--- Exercise ---
Gather each line of the records where "windshield" appears.

--- Supplied data ---
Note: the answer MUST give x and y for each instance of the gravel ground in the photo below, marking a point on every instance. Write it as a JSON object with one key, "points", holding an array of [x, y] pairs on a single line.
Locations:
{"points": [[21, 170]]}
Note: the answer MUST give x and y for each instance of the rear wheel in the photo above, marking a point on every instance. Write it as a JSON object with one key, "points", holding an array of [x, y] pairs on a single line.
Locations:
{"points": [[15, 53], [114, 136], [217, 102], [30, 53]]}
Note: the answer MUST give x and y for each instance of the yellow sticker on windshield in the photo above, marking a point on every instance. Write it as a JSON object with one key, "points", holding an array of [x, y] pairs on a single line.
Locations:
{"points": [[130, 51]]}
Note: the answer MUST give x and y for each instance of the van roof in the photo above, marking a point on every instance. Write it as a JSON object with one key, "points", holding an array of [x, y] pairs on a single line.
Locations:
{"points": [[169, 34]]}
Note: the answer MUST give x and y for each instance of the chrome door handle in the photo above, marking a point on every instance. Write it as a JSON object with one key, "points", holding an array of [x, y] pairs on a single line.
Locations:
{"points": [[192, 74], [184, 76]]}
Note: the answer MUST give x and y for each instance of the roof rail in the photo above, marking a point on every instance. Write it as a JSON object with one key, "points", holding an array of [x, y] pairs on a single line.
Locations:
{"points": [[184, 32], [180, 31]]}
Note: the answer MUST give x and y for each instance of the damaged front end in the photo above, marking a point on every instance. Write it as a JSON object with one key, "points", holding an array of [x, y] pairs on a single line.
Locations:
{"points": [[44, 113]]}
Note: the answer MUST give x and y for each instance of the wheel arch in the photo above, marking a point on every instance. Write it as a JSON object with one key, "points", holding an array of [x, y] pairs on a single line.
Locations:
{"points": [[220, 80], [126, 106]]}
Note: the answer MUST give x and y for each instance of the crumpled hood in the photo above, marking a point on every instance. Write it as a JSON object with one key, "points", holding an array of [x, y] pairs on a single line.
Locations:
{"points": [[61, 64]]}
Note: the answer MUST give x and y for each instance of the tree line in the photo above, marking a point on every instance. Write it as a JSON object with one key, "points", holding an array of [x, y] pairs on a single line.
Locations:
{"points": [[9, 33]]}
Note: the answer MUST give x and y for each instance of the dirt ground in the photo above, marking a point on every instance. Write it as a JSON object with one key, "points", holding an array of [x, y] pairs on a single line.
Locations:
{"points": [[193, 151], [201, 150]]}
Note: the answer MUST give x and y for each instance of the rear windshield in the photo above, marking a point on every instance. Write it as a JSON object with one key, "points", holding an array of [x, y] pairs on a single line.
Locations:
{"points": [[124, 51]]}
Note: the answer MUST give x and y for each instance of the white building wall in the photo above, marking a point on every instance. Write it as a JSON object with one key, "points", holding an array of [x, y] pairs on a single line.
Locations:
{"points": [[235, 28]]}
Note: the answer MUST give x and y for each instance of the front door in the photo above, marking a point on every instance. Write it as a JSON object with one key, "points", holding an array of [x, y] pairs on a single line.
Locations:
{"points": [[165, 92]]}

---

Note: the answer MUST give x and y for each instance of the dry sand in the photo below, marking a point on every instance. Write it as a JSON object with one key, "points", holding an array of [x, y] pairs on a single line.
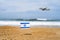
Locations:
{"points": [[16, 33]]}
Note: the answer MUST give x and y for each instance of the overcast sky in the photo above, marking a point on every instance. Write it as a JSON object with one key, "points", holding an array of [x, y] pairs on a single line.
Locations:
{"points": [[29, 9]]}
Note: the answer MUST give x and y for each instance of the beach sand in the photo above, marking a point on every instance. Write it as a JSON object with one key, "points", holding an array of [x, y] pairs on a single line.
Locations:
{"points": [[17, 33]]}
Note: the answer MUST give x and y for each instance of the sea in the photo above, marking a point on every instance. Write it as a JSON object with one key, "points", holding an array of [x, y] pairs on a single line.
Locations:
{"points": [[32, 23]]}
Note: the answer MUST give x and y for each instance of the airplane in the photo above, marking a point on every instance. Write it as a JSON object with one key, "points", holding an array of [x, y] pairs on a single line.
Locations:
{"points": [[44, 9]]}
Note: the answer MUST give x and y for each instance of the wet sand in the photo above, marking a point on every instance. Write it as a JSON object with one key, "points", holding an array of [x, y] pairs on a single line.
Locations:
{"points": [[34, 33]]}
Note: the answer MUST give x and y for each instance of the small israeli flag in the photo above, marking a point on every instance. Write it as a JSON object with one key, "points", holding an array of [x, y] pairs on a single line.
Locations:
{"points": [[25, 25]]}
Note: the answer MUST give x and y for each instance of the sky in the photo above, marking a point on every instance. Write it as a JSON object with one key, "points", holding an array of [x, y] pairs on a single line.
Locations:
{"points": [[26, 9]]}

* * *

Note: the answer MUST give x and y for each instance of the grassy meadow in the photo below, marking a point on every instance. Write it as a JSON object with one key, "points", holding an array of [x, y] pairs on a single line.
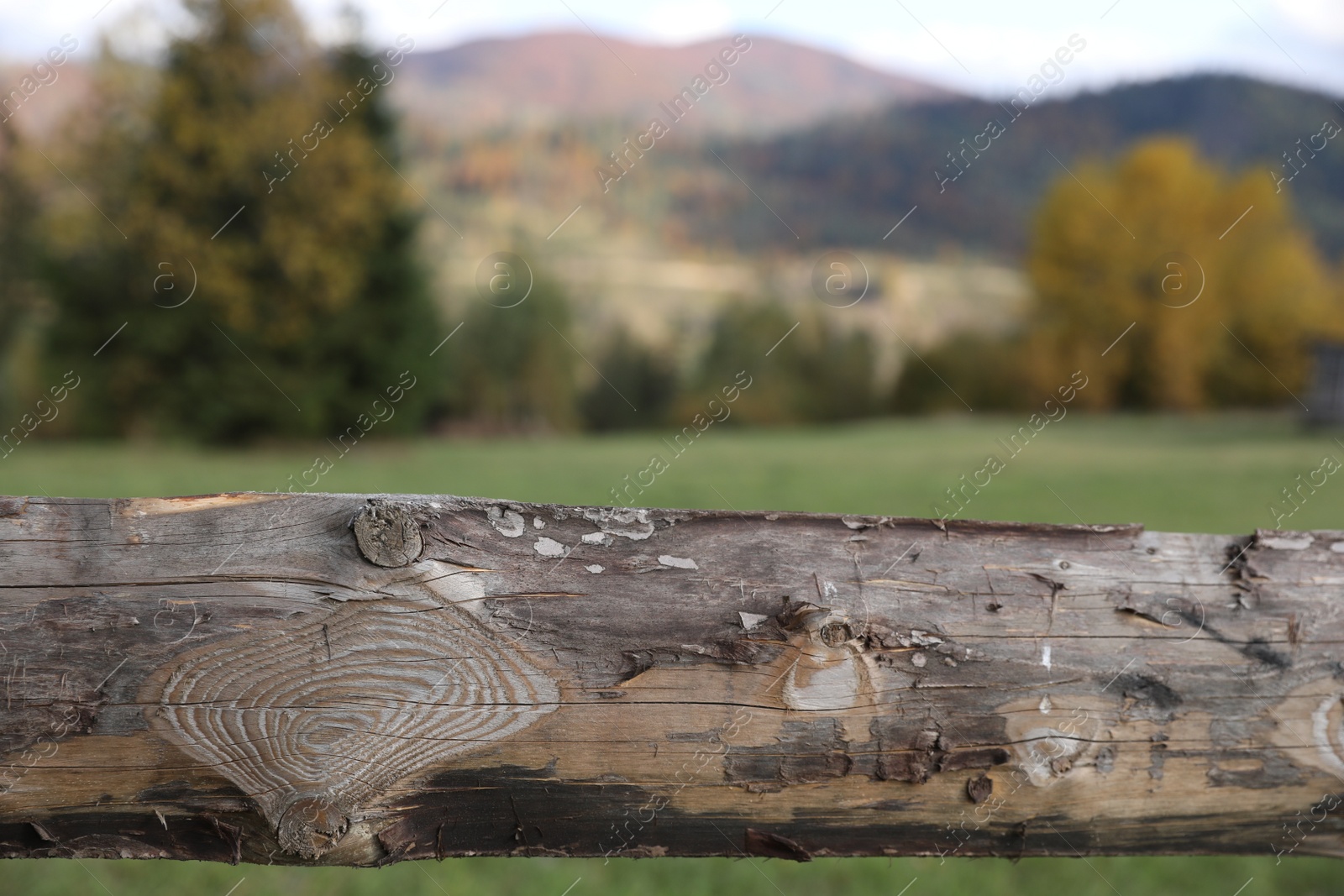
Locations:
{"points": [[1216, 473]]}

--- Result of the task ---
Note: the answer MUST give x and y for each instance of the yellow sticker on windshield in the photo above, marking a point on every instance. Write it as a JSON object with one key, "points", holding an array of [x, y] pairs on a single line.
Note: the answer MUST give x and y for each instance of the rear windshield in the photo above, marking a point on every instance. Write it as a JSON object with one key, "points", holding an array of [x, y] pairs on a single line.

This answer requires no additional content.